Extracted entries:
..............................

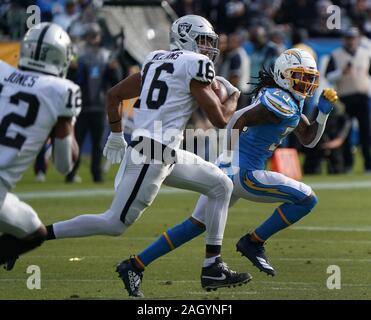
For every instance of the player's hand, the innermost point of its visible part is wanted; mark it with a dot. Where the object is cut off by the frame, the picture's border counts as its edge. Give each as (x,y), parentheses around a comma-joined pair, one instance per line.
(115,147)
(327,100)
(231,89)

..............................

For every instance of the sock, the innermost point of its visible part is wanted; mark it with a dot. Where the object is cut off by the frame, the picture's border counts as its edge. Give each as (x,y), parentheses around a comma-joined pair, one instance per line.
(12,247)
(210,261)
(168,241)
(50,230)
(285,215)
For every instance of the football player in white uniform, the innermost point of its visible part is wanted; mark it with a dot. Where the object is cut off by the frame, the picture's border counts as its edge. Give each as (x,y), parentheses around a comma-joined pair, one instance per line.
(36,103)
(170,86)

..............................

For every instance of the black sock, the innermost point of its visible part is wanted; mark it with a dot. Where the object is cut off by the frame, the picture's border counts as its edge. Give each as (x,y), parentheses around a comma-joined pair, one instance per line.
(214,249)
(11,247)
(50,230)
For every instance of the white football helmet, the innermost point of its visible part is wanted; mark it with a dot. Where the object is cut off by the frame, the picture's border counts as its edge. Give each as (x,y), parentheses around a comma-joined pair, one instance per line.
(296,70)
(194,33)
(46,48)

..............................

What you need to do: Which lines in the records above contain the word "hand"? Pull out each of those lines in full, counting only matches in the same case.

Solution for this exercise:
For every instance of the player's hand, the innermost point of its visible part is wanted; mark it with a dot. Where the object is cut off by the frame, the picture's border counts as its edge. Give each as (x,y), parentheses around a comma-joined pair, one instance per line.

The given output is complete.